**Problem requirements**
Your answer should hold only the lines from the one with "Put one marker on each instance of the forearm" through the end of the listing below, each retyped exactly.

**Working data**
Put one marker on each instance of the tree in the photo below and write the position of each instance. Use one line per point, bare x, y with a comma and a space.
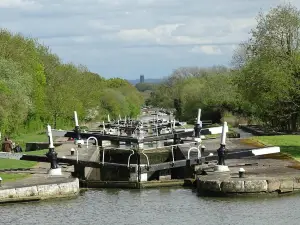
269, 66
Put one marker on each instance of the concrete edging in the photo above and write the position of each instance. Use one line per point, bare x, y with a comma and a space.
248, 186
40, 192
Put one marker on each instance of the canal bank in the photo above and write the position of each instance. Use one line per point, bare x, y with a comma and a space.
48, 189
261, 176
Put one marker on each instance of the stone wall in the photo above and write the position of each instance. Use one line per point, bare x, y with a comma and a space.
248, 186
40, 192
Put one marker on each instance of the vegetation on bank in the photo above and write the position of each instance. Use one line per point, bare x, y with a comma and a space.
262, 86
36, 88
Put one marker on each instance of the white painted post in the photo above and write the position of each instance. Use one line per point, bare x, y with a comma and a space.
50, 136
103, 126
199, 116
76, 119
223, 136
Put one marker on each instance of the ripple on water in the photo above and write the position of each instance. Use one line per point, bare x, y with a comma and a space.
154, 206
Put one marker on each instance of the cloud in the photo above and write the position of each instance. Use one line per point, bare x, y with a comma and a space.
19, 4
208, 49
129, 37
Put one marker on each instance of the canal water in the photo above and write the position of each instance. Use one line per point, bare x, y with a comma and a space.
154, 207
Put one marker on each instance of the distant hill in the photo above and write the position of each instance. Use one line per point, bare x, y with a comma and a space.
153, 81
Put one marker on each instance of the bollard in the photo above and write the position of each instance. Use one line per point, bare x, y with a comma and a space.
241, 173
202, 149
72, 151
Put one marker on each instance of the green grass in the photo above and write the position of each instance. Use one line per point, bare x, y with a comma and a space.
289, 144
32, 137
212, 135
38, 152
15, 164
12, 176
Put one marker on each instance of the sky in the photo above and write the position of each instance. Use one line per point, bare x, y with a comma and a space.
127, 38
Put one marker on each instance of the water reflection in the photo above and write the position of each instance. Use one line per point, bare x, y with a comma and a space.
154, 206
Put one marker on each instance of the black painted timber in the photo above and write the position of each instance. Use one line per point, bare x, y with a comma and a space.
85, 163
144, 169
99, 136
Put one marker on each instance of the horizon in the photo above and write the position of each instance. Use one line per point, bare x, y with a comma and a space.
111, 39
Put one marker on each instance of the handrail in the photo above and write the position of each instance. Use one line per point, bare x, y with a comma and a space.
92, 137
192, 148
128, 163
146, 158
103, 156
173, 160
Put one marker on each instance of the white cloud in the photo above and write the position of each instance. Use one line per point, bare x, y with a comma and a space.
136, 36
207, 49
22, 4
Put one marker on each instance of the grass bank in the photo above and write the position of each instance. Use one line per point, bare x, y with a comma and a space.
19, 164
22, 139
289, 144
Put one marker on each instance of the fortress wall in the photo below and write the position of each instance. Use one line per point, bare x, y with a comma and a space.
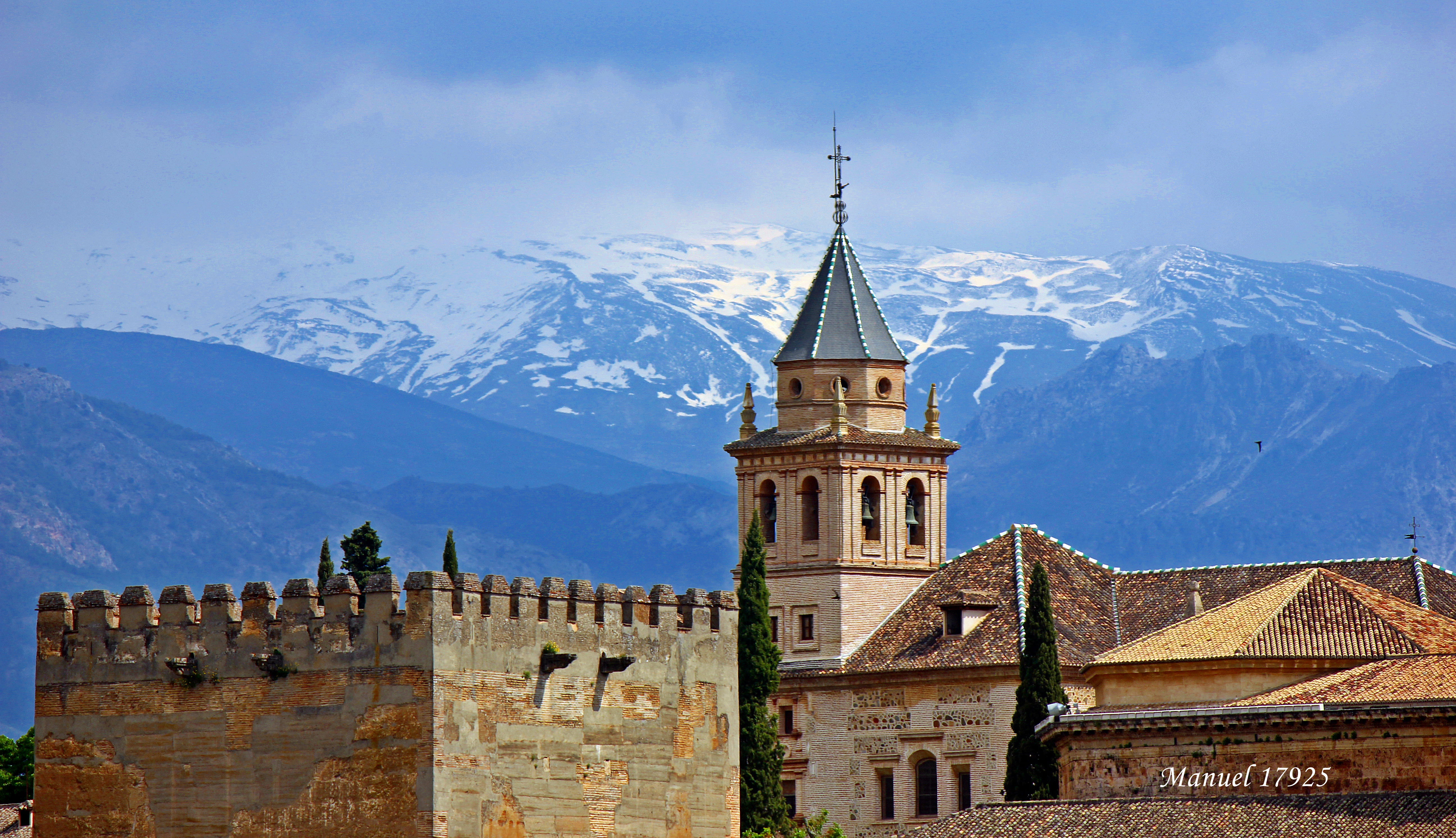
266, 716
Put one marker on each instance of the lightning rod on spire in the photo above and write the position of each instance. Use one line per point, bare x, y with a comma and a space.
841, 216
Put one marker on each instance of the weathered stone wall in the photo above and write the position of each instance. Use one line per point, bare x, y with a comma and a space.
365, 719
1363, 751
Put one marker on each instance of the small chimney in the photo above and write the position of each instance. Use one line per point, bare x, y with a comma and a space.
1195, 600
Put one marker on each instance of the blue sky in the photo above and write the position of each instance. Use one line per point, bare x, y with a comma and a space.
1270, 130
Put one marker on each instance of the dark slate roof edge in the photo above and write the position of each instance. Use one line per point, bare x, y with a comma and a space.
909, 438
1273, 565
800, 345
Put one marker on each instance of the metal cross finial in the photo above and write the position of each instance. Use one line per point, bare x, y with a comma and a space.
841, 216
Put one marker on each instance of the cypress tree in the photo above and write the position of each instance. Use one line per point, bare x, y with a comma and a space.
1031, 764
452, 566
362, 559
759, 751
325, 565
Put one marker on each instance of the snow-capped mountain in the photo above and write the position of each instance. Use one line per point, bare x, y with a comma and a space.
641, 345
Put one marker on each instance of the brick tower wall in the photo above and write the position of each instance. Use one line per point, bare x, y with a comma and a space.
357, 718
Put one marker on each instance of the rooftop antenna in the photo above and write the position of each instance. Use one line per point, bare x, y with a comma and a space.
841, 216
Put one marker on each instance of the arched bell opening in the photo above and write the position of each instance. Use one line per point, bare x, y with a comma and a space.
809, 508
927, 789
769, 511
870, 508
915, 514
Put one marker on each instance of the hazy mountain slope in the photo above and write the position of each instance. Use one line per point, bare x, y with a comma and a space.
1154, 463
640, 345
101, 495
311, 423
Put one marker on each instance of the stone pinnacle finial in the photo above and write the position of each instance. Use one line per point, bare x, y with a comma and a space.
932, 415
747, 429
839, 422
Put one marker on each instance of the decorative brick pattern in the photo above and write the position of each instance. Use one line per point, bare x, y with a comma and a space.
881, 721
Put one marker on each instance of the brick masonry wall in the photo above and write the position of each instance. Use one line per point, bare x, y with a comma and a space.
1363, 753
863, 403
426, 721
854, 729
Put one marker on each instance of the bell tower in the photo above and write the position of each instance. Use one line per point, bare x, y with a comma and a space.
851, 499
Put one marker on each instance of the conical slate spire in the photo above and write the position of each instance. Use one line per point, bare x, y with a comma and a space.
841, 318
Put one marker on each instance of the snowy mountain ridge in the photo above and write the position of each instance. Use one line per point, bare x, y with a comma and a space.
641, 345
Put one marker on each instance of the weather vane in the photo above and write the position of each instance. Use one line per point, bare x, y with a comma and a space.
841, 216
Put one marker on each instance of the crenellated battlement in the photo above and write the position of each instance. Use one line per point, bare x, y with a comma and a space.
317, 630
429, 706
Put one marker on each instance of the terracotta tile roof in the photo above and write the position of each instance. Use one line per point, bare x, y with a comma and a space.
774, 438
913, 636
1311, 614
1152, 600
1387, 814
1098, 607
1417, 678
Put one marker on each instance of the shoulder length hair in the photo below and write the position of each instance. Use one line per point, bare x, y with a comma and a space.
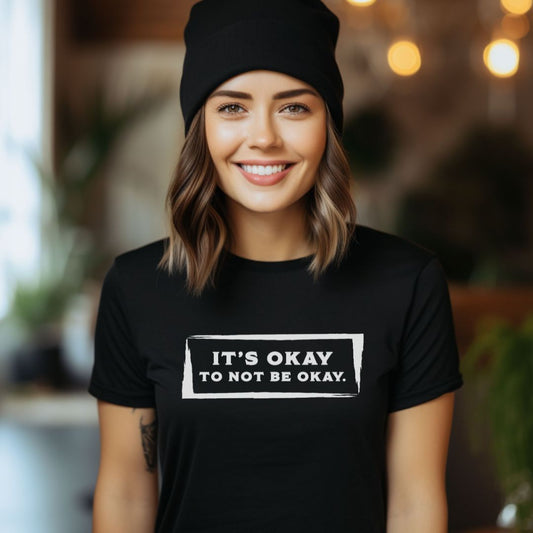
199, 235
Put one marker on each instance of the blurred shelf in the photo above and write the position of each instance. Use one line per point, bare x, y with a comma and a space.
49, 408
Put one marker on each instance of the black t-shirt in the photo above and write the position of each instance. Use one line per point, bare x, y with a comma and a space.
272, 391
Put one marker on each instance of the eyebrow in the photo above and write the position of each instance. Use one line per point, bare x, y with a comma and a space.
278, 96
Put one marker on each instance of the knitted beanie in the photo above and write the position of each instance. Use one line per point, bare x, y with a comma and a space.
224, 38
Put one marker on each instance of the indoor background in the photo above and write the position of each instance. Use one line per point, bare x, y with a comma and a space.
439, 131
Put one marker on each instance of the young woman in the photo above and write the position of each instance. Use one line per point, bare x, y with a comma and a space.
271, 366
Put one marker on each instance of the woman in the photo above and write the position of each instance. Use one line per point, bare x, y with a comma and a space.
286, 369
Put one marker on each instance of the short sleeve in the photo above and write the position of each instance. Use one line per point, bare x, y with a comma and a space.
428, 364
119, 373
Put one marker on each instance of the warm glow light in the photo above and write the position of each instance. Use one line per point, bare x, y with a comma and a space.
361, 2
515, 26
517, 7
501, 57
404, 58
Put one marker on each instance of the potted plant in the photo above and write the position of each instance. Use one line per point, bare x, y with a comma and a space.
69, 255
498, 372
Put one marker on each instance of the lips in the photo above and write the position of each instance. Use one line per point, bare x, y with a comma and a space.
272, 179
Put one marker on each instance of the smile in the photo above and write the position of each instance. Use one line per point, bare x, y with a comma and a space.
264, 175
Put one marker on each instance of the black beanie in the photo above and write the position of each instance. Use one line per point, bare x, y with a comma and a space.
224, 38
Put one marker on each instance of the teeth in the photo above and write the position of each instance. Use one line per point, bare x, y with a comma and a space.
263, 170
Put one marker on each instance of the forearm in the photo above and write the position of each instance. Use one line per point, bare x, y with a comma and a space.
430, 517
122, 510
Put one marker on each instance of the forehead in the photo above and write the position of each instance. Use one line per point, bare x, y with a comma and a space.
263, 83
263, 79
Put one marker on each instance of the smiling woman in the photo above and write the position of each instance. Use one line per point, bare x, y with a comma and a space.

**Result of the exercise**
Put one marker on each instance of the forearm in the photo above and write the position of each instance. Use one line per point, bare x, y with a comma and a space.
430, 517
122, 510
Put one marker on each instance of the forehead in the photo above and write the position of each instance. Use one line per point, bare x, y with a comma and a space.
263, 83
263, 79
Put one marker on each instance of the smiling woman in the photo above and write the position of each instance. Use one line per point, bare x, y with a comma and a space.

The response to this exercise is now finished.